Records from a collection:
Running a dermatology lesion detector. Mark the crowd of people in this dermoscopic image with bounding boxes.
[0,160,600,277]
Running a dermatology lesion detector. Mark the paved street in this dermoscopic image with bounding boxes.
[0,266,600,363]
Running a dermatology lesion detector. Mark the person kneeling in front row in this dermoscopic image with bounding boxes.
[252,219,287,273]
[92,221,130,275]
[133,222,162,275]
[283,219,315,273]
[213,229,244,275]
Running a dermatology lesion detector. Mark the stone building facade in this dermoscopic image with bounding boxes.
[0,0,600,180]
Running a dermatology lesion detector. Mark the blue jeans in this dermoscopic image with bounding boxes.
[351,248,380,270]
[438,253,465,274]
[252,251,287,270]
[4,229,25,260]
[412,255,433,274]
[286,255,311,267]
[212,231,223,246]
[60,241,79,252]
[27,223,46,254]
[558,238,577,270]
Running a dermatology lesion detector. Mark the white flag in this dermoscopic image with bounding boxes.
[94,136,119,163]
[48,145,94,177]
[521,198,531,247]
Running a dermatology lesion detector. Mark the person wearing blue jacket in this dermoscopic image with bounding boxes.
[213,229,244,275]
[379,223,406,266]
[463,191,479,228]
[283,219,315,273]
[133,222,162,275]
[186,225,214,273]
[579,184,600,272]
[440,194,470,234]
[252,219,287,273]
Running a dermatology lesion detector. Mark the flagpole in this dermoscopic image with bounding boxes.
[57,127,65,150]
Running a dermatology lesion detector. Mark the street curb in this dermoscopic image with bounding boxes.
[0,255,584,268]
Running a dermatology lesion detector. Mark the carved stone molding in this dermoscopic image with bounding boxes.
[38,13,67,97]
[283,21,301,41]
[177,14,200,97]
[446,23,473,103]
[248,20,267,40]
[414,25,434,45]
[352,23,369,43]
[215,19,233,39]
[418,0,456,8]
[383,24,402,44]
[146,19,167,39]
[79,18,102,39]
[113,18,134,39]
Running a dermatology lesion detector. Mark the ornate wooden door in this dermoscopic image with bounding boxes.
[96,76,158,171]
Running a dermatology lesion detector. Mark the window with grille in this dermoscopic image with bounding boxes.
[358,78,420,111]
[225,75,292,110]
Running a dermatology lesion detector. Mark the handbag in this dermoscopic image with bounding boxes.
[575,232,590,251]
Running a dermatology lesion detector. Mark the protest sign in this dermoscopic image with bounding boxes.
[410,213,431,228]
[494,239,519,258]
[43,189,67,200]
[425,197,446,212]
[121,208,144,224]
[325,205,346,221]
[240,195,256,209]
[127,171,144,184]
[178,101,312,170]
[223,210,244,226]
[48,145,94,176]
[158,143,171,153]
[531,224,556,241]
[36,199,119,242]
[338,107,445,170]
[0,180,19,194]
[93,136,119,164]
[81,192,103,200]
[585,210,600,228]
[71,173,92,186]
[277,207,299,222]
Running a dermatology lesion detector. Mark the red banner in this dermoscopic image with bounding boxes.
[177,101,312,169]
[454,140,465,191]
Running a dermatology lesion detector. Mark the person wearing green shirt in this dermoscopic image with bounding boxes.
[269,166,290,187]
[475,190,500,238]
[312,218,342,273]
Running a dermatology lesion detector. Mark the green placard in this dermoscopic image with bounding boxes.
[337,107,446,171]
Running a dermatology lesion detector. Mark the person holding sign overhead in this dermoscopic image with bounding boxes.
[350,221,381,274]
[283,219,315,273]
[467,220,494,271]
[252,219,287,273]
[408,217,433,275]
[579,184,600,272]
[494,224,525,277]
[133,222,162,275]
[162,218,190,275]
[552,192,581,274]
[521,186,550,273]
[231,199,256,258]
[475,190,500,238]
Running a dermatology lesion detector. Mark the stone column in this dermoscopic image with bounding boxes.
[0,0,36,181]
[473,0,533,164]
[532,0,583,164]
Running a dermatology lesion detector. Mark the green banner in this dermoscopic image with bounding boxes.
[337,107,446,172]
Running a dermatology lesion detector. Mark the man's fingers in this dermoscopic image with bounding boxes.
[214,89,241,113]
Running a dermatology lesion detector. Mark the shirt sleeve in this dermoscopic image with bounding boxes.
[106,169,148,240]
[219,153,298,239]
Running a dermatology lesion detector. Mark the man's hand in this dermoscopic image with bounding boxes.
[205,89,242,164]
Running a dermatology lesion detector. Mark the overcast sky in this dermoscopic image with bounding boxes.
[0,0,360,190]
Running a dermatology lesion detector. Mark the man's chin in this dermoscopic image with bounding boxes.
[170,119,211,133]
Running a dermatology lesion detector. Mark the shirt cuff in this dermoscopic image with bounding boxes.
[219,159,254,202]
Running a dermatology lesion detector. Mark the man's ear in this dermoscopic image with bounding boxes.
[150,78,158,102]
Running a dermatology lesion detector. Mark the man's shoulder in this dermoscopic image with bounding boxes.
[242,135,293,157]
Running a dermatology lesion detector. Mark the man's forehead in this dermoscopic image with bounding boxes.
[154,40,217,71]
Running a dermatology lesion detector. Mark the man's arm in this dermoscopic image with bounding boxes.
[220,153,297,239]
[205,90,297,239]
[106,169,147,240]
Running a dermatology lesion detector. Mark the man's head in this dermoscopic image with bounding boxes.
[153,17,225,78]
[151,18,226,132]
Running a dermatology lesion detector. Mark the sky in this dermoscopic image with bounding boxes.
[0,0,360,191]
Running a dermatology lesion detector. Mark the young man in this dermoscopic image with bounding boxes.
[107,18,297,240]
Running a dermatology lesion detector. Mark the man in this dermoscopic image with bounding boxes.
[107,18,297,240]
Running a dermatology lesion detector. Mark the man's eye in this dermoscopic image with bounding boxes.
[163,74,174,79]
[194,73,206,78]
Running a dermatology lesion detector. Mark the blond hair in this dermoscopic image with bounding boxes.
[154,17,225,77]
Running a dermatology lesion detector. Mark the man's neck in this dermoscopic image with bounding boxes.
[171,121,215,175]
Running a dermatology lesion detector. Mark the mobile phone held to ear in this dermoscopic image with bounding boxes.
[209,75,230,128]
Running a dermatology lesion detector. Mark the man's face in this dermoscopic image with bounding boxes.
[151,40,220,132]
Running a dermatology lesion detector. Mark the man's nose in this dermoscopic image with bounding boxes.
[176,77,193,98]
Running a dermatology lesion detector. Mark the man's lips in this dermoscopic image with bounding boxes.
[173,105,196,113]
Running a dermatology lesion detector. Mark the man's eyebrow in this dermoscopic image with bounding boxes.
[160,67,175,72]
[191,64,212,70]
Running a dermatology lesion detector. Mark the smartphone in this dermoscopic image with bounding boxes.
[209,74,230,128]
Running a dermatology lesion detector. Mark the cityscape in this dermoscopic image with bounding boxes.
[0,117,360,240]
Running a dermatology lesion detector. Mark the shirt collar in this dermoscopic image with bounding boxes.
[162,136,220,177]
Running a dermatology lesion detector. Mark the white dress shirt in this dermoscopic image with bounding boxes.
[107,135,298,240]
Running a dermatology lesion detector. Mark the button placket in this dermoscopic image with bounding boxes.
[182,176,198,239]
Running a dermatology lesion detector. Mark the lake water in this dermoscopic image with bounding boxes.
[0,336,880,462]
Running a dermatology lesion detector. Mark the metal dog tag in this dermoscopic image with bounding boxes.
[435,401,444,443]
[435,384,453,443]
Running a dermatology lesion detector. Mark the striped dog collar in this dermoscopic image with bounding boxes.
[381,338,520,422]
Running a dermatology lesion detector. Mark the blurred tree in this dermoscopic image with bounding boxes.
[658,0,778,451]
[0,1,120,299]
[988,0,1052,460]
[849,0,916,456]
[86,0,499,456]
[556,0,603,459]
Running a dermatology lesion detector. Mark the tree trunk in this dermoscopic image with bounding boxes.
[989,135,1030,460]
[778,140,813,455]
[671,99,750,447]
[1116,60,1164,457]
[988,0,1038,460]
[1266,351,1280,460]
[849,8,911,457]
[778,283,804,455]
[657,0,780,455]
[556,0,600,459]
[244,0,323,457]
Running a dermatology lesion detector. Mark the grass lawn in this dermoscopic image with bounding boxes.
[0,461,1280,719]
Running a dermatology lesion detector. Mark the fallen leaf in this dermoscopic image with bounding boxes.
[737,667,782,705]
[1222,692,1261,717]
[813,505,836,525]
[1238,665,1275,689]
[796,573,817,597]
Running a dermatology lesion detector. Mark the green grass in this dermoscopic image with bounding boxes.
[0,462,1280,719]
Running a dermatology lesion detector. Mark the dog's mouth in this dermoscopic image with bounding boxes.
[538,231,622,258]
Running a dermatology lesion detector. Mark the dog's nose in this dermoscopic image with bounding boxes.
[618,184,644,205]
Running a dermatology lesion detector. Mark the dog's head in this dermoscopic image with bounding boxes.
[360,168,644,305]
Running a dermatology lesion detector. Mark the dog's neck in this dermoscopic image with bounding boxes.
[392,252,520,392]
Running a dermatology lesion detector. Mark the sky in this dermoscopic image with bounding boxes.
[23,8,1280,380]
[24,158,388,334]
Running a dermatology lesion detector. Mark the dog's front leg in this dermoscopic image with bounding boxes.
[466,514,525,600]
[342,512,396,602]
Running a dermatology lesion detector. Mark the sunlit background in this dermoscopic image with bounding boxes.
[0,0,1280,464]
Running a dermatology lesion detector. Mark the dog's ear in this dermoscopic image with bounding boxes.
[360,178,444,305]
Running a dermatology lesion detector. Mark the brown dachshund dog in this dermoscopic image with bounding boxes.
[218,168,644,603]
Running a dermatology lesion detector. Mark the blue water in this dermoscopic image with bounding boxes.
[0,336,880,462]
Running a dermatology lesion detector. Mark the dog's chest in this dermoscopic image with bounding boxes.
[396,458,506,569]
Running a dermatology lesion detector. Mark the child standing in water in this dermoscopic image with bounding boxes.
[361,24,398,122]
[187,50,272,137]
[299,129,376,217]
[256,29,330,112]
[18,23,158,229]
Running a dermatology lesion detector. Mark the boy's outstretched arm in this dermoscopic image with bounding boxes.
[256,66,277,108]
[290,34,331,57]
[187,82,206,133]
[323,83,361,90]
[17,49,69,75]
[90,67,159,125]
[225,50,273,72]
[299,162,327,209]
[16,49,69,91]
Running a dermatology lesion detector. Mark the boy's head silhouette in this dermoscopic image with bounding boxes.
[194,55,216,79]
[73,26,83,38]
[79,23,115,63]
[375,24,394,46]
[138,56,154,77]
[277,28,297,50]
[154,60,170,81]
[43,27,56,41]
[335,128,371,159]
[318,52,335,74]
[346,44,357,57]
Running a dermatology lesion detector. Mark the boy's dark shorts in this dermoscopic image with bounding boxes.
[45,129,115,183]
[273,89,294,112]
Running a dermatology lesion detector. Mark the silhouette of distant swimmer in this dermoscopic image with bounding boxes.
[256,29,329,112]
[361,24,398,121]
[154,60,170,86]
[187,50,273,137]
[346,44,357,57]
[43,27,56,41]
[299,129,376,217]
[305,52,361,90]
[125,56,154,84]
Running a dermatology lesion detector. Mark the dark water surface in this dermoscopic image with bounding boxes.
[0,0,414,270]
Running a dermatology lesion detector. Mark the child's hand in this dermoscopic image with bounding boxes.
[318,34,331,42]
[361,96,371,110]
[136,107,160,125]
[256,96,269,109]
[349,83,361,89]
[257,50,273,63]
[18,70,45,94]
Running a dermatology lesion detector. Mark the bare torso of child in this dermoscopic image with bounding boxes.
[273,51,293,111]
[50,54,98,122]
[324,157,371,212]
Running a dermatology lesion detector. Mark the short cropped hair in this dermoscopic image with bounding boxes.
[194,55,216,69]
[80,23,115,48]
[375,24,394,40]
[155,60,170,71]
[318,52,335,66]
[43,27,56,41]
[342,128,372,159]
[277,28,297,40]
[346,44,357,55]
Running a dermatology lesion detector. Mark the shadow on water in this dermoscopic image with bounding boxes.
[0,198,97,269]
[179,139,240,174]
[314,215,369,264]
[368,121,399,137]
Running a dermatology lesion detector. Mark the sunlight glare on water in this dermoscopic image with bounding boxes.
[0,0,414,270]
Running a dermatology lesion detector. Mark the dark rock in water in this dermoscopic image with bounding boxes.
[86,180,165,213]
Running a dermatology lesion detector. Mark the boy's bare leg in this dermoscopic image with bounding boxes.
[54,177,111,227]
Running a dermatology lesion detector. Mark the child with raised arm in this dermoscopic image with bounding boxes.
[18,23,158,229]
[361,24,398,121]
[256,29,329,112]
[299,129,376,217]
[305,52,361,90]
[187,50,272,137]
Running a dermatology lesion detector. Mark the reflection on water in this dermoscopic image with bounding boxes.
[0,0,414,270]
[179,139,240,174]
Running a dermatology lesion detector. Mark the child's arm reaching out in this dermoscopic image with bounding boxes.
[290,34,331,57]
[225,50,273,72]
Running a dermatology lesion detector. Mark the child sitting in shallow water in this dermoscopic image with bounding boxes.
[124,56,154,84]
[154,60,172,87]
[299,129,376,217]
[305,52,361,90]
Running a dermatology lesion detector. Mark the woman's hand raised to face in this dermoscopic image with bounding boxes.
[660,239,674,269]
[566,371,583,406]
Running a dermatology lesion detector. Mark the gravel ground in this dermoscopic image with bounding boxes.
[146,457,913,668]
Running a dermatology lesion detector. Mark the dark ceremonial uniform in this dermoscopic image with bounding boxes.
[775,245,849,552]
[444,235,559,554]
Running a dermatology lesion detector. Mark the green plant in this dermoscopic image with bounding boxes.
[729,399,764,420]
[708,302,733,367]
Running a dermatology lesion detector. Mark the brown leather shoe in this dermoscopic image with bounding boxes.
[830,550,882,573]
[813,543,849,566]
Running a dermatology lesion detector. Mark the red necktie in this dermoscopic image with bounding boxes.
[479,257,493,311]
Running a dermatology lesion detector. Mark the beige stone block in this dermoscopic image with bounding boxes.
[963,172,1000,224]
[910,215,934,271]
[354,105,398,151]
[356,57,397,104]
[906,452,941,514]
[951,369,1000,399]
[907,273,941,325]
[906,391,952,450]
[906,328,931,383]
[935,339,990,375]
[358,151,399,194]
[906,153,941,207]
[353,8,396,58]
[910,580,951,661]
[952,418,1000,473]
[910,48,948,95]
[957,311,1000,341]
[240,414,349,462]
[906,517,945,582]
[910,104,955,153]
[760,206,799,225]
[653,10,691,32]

Given task:
Recast the material above, from the line containing "Running a dermatology lesion detector. Mark the dog's head" down to and including the line containing "[342,512,396,602]", as a JSON list of strings with one string per line and no blank lines.

Solution below:
[
  "Running a dermatology lesion detector. Mark the dog's head in this dermoscopic image with bounding boxes.",
  "[360,168,644,305]",
  "Running a dermatology lesion detector. Mark the dog's neck in this dermoscopic image with bounding boxes.",
  "[392,252,520,392]",
  "Running a dermatology lesion detector. Mark the sky in this dermoscopic image with bounding boxes.",
  "[23,8,1280,380]",
  "[24,158,388,334]",
  "Running a dermatology lesion detector. Mark the dog's front leg in this dermoscopic image with bounding boxes.",
  "[466,514,525,600]",
  "[342,512,396,602]"
]